--- Start of Entries ---

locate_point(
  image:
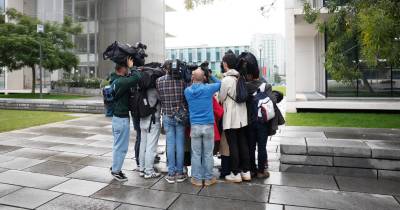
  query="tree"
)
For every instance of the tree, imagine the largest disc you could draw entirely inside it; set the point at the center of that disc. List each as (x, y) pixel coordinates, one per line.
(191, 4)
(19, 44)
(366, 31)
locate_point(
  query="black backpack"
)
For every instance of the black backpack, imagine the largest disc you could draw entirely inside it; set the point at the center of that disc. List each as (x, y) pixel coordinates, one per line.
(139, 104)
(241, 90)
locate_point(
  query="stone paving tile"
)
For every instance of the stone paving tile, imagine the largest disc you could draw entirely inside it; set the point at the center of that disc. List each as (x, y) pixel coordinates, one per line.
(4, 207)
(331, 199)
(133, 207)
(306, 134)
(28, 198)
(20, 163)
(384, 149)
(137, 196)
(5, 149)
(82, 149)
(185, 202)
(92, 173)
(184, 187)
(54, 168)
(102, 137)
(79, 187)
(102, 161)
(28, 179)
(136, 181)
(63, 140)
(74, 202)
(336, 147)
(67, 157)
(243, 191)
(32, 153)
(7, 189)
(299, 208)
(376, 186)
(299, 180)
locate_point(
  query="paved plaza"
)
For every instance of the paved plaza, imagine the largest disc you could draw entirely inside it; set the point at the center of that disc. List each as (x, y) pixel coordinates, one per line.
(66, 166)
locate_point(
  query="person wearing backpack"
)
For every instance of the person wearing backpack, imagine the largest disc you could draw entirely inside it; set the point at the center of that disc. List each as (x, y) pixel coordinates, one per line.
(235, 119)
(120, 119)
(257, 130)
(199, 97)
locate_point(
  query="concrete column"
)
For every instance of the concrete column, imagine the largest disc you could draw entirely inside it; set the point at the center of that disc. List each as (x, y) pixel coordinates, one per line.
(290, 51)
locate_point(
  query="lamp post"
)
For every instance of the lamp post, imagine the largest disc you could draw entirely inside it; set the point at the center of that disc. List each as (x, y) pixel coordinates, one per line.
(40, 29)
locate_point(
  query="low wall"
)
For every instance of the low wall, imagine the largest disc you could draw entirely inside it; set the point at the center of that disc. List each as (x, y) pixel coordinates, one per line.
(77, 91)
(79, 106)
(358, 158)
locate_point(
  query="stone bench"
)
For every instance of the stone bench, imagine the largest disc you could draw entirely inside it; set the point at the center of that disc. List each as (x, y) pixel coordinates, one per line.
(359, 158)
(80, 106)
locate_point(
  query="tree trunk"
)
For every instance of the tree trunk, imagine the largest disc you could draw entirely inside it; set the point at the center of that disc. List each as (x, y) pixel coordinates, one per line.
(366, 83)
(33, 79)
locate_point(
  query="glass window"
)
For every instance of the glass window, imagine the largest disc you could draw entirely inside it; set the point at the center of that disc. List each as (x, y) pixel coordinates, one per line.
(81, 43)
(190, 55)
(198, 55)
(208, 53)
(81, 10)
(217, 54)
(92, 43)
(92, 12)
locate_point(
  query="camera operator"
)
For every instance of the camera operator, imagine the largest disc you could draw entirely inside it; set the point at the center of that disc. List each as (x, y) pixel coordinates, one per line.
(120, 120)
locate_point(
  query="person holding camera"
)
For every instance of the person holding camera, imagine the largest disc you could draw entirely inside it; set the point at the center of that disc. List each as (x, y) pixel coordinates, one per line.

--- End of Entries ---

Task objective — Quote each record exactly as it stands, minus the pictures.

Final answer —
locate_point(
  image:
  query="tree"
)
For every instance of the tree, imagine the largest disc you could draw entirely inside it; set the point at the center of that disc. List each as (x, y) pixel coordinates, one per line.
(191, 4)
(19, 44)
(366, 31)
locate_point(
  query="black backpack"
)
For every instance of the black backpack, imagine the largest disc you could draw entirely inside it; set the point at the center of that disc. List each as (x, y) pixel coordinates, one per line.
(139, 104)
(241, 90)
locate_point(
  query="stone paving tile"
)
For every instance of the stone paving tile, imagine the largest disc you could draw entirely inside it; set the point at the center of that disc. List each as (x, y) pixel coordinates, one per line.
(4, 207)
(331, 199)
(133, 207)
(306, 134)
(28, 198)
(20, 163)
(384, 149)
(137, 196)
(5, 149)
(82, 149)
(185, 202)
(92, 173)
(184, 187)
(54, 168)
(102, 137)
(79, 187)
(102, 161)
(28, 179)
(136, 181)
(63, 140)
(74, 202)
(336, 147)
(67, 157)
(243, 191)
(32, 153)
(7, 189)
(299, 208)
(376, 186)
(299, 180)
locate_point(
  query="paved plaza"
)
For every instance of the paved plaza, imagine the largest disc you could draw entirely inside it; set the point at the center of that disc. List each as (x, y) pixel coordinates, one per line.
(66, 166)
locate_point(
  query="person wearing backpack"
)
For every instance of the person wearing backpack, imagine the largest disc you could draw entirely inside it; set the point at the center of that disc. List each as (x, y) pixel coordinates, one per line.
(235, 119)
(120, 119)
(257, 130)
(199, 97)
locate_point(
  query="concrete column"
)
For every instance of the concrete column, imagine the largest disc you could draw entirely inside it; set the point at the center of that disc. List each as (x, y) pixel coordinates, one per line.
(290, 51)
locate_point(
  query="lamp post"
)
For every instance of the lamp post, imagine the largest disc you could draw entirely inside it; set the point at the center of that disc. List each as (x, y) pixel coordinates, one per line.
(40, 29)
locate_point(
  query="low wall"
)
For every instance of the low wall, imagine the largest disc you could draw entirely inside it; set the point at the center of that disc. List each as (x, y) pixel coordinates, one per line.
(77, 91)
(79, 106)
(358, 158)
locate_point(
  query="stone bench"
)
For every instance of the stone bench, imagine the largest disc you could draw entirely inside it; set the point at the center of that disc. List each as (x, y) pixel coordinates, one per line.
(359, 158)
(80, 106)
locate_point(
  query="tree trunk"
)
For every instance of the tree trunk, imagine the largest disc you could draw entirely inside it; set the point at the center of that disc. List each as (x, y) pixel coordinates, one per line.
(366, 83)
(33, 79)
locate_point(
  query="glass window"
)
For every instance of the glass window, imagine the largest disc you could draw entirely inside it; set the point at the center of that disc. List each as (x, y) pixel coordinates, one per line.
(81, 43)
(190, 55)
(198, 55)
(208, 53)
(81, 10)
(217, 54)
(92, 43)
(92, 12)
locate_point(
  query="camera operator"
)
For every instance of the camera operator, imagine the largest disc you could draw entirely inside it; set the point at the center of that disc. List each as (x, y) pixel coordinates, one per line.
(120, 120)
locate_point(
  query="person holding camera"
)
For every instance of the person holding camera, imagine the largest disc you could draw entirely inside it; set the point at the center of that disc. List each as (x, y) pixel coordinates, one per line.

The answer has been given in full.